RECORD EXCERPTS Start Marker

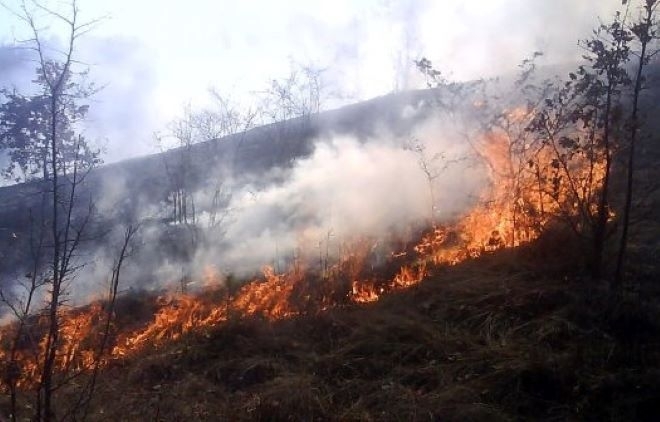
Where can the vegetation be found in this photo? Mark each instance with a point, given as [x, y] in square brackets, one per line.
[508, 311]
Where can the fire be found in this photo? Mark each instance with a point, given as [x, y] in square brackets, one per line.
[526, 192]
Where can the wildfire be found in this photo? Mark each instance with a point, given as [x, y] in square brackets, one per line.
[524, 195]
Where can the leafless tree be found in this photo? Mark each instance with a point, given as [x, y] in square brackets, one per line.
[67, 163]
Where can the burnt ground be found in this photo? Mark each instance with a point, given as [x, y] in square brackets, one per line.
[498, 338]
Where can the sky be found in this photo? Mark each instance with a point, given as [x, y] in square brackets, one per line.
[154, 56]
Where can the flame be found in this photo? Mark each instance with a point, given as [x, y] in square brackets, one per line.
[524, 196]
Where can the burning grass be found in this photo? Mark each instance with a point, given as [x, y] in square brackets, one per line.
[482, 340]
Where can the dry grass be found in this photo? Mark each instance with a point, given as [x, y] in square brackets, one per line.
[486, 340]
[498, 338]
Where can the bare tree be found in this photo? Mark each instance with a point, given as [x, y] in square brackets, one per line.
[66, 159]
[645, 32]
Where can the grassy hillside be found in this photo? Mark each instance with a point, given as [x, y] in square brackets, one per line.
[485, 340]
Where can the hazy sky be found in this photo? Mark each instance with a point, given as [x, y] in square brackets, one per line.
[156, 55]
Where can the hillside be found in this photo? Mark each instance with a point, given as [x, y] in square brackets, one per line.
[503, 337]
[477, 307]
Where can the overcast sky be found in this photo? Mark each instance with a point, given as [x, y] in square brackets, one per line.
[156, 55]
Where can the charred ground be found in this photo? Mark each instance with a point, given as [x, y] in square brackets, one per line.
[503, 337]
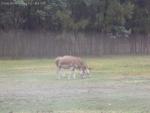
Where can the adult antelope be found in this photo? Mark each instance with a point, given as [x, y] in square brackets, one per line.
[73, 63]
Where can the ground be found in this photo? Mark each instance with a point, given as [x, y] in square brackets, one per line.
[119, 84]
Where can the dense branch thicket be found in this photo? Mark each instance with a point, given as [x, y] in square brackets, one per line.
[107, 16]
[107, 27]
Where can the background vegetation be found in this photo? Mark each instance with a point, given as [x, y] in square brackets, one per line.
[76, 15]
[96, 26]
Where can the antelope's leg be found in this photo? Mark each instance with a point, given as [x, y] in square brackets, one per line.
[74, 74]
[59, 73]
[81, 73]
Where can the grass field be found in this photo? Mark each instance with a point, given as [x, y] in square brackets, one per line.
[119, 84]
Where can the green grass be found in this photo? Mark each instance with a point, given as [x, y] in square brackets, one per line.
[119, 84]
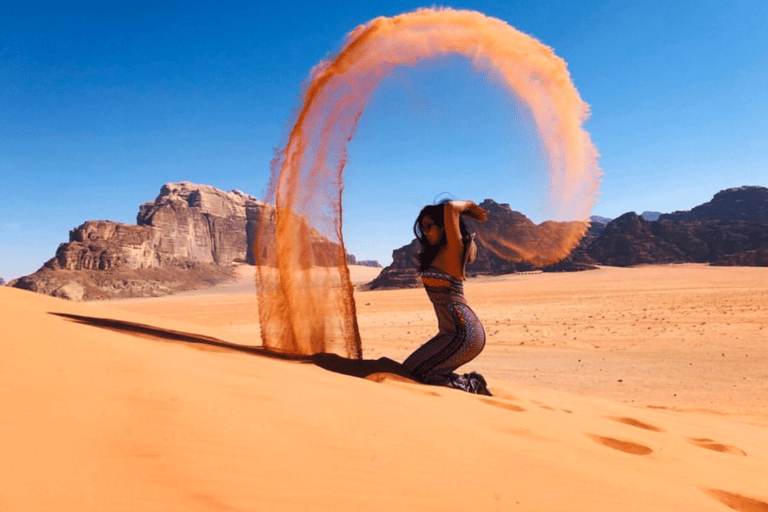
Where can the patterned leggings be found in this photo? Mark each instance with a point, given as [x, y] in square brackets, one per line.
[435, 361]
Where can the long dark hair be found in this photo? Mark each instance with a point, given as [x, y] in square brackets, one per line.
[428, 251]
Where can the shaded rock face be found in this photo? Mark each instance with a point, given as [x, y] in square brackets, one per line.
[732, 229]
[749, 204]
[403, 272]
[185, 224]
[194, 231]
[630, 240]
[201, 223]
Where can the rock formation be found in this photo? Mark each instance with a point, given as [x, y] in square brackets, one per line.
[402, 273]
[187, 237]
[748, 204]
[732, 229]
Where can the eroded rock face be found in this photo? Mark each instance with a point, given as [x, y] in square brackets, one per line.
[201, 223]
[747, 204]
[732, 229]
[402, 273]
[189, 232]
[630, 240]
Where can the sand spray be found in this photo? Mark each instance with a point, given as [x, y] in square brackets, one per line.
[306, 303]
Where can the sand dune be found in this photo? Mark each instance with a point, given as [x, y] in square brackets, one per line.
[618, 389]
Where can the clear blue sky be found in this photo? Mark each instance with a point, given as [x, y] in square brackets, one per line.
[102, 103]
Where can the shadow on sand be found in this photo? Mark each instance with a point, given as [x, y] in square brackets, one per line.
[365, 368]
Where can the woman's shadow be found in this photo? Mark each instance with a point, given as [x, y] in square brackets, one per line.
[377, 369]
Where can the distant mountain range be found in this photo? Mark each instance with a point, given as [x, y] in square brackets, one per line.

RECORD EXCERPTS End Marker

◆ EXERCISE GOAL ◆
Excluding all pictures, reproduce the records exactly as they appear above.

◆ RESULT BELOW ◆
Where can the vegetation be found in this photo? Mark each instance with a point, given as [x, y] in square brackets, one per line.
[508, 311]
Where can the fire be found in this photo? Mark each instance with a point, given as [x, y] in square brackets, one per line.
[526, 192]
Where can the wildfire be found in this photo? Mark each instance with a point, given as [x, y] in square brackets, one per line.
[524, 195]
Where can the leafless tree be found in this photo? Mark each instance with a point, given as [x, y] in square brackets, one per line.
[67, 163]
Where can the burnt ground be found in this photo? Mark each instance with a point, given as [x, y] in square brackets, one per line.
[498, 338]
Where can the sky be found in this photo? Mark each instance with a point, given as [x, y] in square brackets, one per line.
[154, 56]
Where can the flame be found in this photo? Mark each instance with a point, given as [x, y] in square brackets, one per line.
[524, 196]
Where can the burning grass be found in this photo? Mark each instance with a point, given as [x, y] in square brackets, one per line.
[482, 340]
Where can the dry grass be found in this photo? Mark each instance with a point, given as [x, y] in square brackets, one per line.
[486, 340]
[498, 338]
Where can the bare tree be found in this photo? Mark each instance with a point, given as [x, y] in square brackets, one per line.
[66, 159]
[645, 32]
Where can the grassy hillside be found in this photo? Mark each instance with a point, given as [x, y] in square brackets, one per line.
[485, 340]
Where can the hazy sky be found in this photo? Mark each instance with a point, given as [x, y] in square brackets, one per line.
[156, 55]
Where can the hillside be found in this photo? Mark each instance with a point, given as [x, y] in square brackets, one per line.
[503, 337]
[477, 307]
Where can the overcast sky be found in this photo? Mark each instance with a point, given as [x, y] in square brackets, one per line.
[156, 55]
Where can the charred ground be found in this photo? Mark each instance with a point, given as [x, y] in square brackets, one per line.
[503, 337]
Where can the adult antelope be found in this photo? Mark each instance with a point, given as [x, y] in square brackets, one per line.
[73, 63]
Where can the ground be found in this photo? Mark each instance with a point, given as [x, y] in square brackets, one per line.
[119, 84]
Where can the dense branch thicket be found in this photo? Mark each instance with a point, given as [x, y] in square brackets, one per line.
[107, 16]
[107, 27]
Where can the background vegetation be found in this photo? Mark each instance with a point, given as [x, y] in square brackets, one per line.
[76, 15]
[96, 26]
Where can the antelope's leg be found in this photo? Mark each instance with a point, given as [x, y] in square brackets, one per line.
[74, 74]
[59, 73]
[81, 73]
Where can the grass field be found in this photo? Mark each instance with a point, given as [x, y] in square brackets, one per line.
[119, 84]
Where can the green grass be found in this photo? Mark each instance with a point, given as [x, y] in square brackets, one per line.
[119, 84]
Where can the patterned leggings be found in this photo? Mark each instance with a point, given as [x, y] in square brackets, one per line.
[435, 361]
Where can the long dark hair be found in this photo? Mark each instance with a point, given as [x, y] in square brackets, one per line.
[428, 251]
Where can the shaded rock face be found in this photo? Mark each instance with a point, given as [x, y] in square brackets, one per line.
[732, 229]
[749, 204]
[403, 272]
[185, 224]
[194, 231]
[630, 240]
[201, 223]
Where can the rock formation be found in this photo? Mark each instance with a point, given as [x, y] in square brackets, one per line.
[402, 273]
[187, 237]
[748, 204]
[732, 229]
Where can the eroded rock face be found in this photo? Mark each instance with a point, given as [x, y] in square brackets, one per line.
[201, 223]
[747, 204]
[732, 229]
[402, 273]
[189, 232]
[630, 240]
Where can the sand spray be found in this photo? Mark each instance with a point, given as [x, y] in square brackets, one per line.
[306, 303]
Where can the sand dune be found in this photo? Mark each instance with a point, given as [x, y] in square brackets, one per line.
[618, 389]
Where can the clear blue sky be found in this photo? Mark each instance with a point, given as [x, y] in square brackets, one per line.
[102, 103]
Where can the shadow on sand be found in this photo? Mark each instance with a point, given as [x, y] in square brackets, one per line.
[365, 368]
Where can the woman's shadow be found in this photo? Mark each instance with a point, given as [x, y] in square brackets, one per line.
[377, 369]
Where can the distant mountain range be found in this photo? Mark each instance with a point, given as [x, y] in square brackets, one per line.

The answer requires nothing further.